◆ **THE EXERCISE**:
Write out every line of the items below as a numbered list, leaving out the blank lines.

◆ **EXTRACTED MATERIAL**:
━━━━━━━━

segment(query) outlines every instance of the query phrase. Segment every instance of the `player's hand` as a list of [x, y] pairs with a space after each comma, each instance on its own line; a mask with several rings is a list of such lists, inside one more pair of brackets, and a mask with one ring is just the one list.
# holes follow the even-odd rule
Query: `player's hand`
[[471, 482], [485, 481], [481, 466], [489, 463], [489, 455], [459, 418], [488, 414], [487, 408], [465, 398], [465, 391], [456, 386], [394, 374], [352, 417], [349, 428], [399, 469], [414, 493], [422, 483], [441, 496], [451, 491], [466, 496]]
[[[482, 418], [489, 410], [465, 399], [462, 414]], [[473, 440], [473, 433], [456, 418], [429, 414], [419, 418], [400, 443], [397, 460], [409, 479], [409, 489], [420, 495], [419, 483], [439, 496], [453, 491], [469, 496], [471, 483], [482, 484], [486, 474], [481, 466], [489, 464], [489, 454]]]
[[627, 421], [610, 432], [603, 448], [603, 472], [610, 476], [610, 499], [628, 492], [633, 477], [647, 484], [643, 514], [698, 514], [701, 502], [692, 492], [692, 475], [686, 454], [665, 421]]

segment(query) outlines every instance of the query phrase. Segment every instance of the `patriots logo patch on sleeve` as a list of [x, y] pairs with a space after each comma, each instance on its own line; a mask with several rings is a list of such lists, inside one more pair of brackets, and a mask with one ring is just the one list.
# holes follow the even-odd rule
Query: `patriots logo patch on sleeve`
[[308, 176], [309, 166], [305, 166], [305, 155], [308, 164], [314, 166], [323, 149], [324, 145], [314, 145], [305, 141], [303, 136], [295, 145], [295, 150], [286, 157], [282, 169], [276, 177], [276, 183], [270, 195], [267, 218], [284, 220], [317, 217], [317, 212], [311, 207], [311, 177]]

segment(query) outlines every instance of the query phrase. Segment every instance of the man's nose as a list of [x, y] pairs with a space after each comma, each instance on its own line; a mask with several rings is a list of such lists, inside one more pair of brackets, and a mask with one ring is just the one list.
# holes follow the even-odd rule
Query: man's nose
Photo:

━━━━━━━━

◆ **TASK SOLUTION**:
1. segment(query) outlines every instance of the query phrase. Segment every instance of the `player's hand` as a list of [x, y] pairs with a space after each comma, each instance on its own line; a mask with several rings is a list of such lists, inside one more pair of brackets, and a mask with one ring is just the one list.
2. # holes follow the even-odd rule
3. Query: `player's hand`
4. [[471, 482], [485, 481], [481, 466], [489, 463], [489, 455], [459, 418], [488, 414], [487, 408], [465, 398], [465, 391], [456, 386], [394, 374], [352, 417], [349, 428], [399, 469], [414, 493], [422, 483], [441, 496], [451, 491], [466, 496]]
5. [[[482, 418], [489, 410], [465, 399], [462, 414]], [[473, 440], [473, 433], [456, 418], [429, 414], [419, 418], [400, 443], [397, 460], [409, 479], [409, 489], [420, 495], [419, 483], [439, 496], [453, 491], [469, 496], [471, 483], [482, 484], [486, 474], [481, 466], [489, 464], [489, 454]]]
6. [[627, 421], [610, 432], [603, 448], [603, 472], [610, 476], [610, 499], [628, 492], [633, 477], [647, 484], [643, 514], [698, 514], [701, 502], [692, 492], [692, 475], [686, 454], [665, 421]]
7. segment(query) outlines every instance of the query phrase. Segment every instance of the `patriots logo patch on sleeve` as a list of [x, y] pairs with a space after each comma, each instance on its own line; a mask with several rings is a list of such lists, inside one more pair of brackets, and a mask with one ring is just the one list.
8. # holes follow the even-odd rule
9. Query: `patriots logo patch on sleeve`
10. [[308, 176], [309, 166], [305, 166], [305, 155], [308, 164], [314, 166], [323, 149], [324, 145], [314, 145], [305, 141], [303, 136], [295, 145], [295, 150], [286, 157], [282, 169], [276, 177], [276, 183], [270, 195], [267, 218], [284, 220], [317, 217], [317, 212], [311, 207], [311, 177]]
11. segment(query) outlines every instance of the query phrase. Segment every instance of the man's nose as a list of [x, y] pairs with a space after each comma, each instance on its own line; a mask with several rings is a list of such lists, inside one more pair of brackets, and a mask with one ring is just the one list.
12. # holes follow the even-odd rule
13. Query: man's nose
14. Photo:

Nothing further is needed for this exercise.